══ Supplied text

Turkey
 has been a vital ally of the United States since World War II. It 
fields NATO’s second-largest army, after America’s, and anchors the 
alliance’s eastern flank. It hosts military bases that are central to 
American operations in the Middle East, including Incirlik, where some 
50 tactical nuclear weapons are stationed, and serves as a bridge 
between the Muslim world and the West. After Recep Tayyip Erdogan took 
office in 2003 and began reforms, Turkey seemed on course to becoming a 
model Muslim democracy.
In
 recent years, however, the relationship between Turkey and the United 
States has deteriorated dramatically. Mr. Erdogan has violated basic 
civil liberties and other democratic norms, is buying a Russian air 
defense system and is now holding Americans hostage.
Given
 Mr. Erdogan’s anti-American hostility as well as mounting security 
concerns, the Trump administration should give serious consideration to 
removing the United States nuclear weapons in Turkey.
Wait, Turkey is holding Americans hostage?
Mr.
 Erdogan, who heads an Islamic political party, has long used America as
 a whipping boy to divert attention from his political problems. He 
reached a new low last year by falsely implicating Washington in a 
failed coup and using a post-coup roundup of alleged enemies to jail about a dozen Americans,
 some Turks who work at American diplomatic missions in Turkey, foreign 
nationals and more than 50,000 other Turks. The recent arrest of a 
Turkish citizen employed by the American consulate in Istanbul 
heightened tensions, leading both sides to stop issuing non-immigrant visas this week and to curtail travel between the two countries.
What are these people accused of, exactly?
Most
 of them are accused of ties to the Islamist cleric Fethullah Gulen, a 
one-time Erdogan ally living in self-imposed exile in Pennsylvania who 
Turkey says orchestrated the aborted coup. They face long prison 
sentences.
Legitimate
 governments have a perfect right to defend against illegal actions like
 a coup. Still, Mr. Erdogan’s dragnet is indefensible, and the Turkish 
leader has steadily eroded the rule of law. Last month, he acknowledged 
what many feared, that he considers the American detainees to be 
potential bargaining chips in efforts to force the extradition of Mr. 
Gulen. This is not how allies behave.
Why not agree to extradite Mr. Gulen?
Under
 American law, there are rules for extradition. The United States is 
asking Turkey to present credible evidence that Mr. Gulen committed a 
crime. Turkish authorities have not done that, despite repeated American
 requests.
Hasn’t President Trump endorsed Mr. Erdogan?
Mr. Trump has a disturbing fondness for authoritarian leaders like Mr. Erdogan, whom he praised as a friend
 who gets “high marks” for “running a very difficult part of the world.”
 However, along with Vice President Mike Pence and 78 members of 
Congress, Mr. Trump has appealed for the release of some of the 
Americans — with no apparent effect.

════

• **Problems and tasks**
**A.** Duplicate the passage on Turkey word for word between "Gulen. This is" and "endorsed Mr. Erdogan?", inclusive.
**B.** According to the passage on Turkey, about how many tactical nuclear weapons are stationed at Incirlik?
**C.** Resume the passage on Turkey with new text that follows its final sentence.
The material after this point comes from a different source than the passage on Turkey.

══ Data section

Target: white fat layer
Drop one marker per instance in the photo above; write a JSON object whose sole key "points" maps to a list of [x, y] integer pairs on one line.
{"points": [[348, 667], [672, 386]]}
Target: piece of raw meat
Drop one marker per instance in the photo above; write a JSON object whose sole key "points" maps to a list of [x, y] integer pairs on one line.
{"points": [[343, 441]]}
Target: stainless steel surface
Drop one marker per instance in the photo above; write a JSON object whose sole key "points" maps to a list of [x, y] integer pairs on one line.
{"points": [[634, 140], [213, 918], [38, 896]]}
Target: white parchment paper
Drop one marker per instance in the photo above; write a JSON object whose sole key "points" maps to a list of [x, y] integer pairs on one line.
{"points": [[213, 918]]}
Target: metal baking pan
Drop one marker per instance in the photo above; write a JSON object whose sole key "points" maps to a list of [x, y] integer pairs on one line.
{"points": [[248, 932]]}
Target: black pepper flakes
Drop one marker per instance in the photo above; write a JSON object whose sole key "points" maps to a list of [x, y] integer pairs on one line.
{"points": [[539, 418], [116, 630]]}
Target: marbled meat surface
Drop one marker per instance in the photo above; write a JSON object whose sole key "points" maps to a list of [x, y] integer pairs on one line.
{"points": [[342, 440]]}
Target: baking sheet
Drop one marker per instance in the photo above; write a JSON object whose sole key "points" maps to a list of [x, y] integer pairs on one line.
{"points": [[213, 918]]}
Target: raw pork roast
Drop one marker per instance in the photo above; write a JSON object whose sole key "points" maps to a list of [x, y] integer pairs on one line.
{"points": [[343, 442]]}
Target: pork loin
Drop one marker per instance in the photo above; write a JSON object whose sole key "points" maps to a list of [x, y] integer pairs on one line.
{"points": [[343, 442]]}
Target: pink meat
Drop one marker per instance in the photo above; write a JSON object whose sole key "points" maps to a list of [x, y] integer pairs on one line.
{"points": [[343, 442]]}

════

• **Exercise results**
**A.**
Gulen. This is not how allies behave.
Why not agree to extradite Mr. Gulen?
Under
 American law, there are rules for extradition. The United States is 
asking Turkey to present credible evidence that Mr. Gulen committed a 
crime. Turkish authorities have not done that, despite repeated American
 requests.
Hasn’t President Trump endorsed Mr. Erdogan?

**B.** Some 50.

**C.**
Are there other issues? 
Yes.
 After the recent suspensions of non-immigrant visas shook Turkey’s 
financial markets on Monday, the two sides signaled a willingness to 
ease tensions, but an American official warned, “We haven’t hit bottom 
yet.”
Mr.
 Erdogan is worried about the impending trial in the United States of 
Reza Zarrab, a Turkish-Iranian gold dealer accused of violating 
sanctions on Iran, because he is connected to a corruption scandal that 
almost brought down Mr. Erdogan’s government in 2013. The Turkish leader
 is further incensed by America’s indictment of 15 of his personal 
bodyguards after a brawl with protesters in May during his visit to 
Washington. The two countries are at odds over American support for 
Kurdish fighters in Syria; Turkey considers those fighters to be 
terrorists allied with a Kurdish group in Turkey that has waged an 
insurgency there for 30 years. Washington is concerned that Turkey is 
distancing itself from NATO, as evidenced by its pro-Russia tilt in the 
Syrian war and its bid to buy a Russian missile defense system that cannot be integrated with NATO’s defenses.
Why can’t the U.S. simply kick Turkey out of NATO?
NATO
 has no provision for that, and besides, the United States wants Turkey 
to stay. Having an influential ally in the Mideast and access to the 
region is critical. But Mr. Erdogan’s anti-Western behavior is sowing 
deep mistrust about his commitment to an alliance that is supposed to be
 based as much on the common values of “democracy, individual liberty 
and the rule of law” as on a common military defense. So NATO experts 
are debating Turkey’s future and the wisdom of keeping the tactical 
nuclear weapons at Incirlik.
Doesn’t it help the U.S. to have nuclear weapons in Turkey?
No.
 Experts have long worried about the weapons’ security. During the coup 
attempt last summer, the Turkish government locked down the base for 24 
hours, and the electricity was cut. Incirlik is near Syria, with its 
warring extremist forces. Mr. Erdogan’s anti-American behavior and his 
drift toward Russia have heightened anxiety.
The
 weapons were deployed decades ago as proof of America’s commitment to 
Turkey’s security but are symbolic. No one expects them to be used, and 
no planes at Incirlik can deliver them. The security commitment is 
better demonstrated in other ways. When the United States withdrew 
nuclear weapons from Greece, also a NATO ally, in 2001, it sold Greece 
F-16 fighter jets. If it becomes necessary to defend Turkey, America can
 use conventional weapons.
Can you really just move 50 or more nuclear weapons?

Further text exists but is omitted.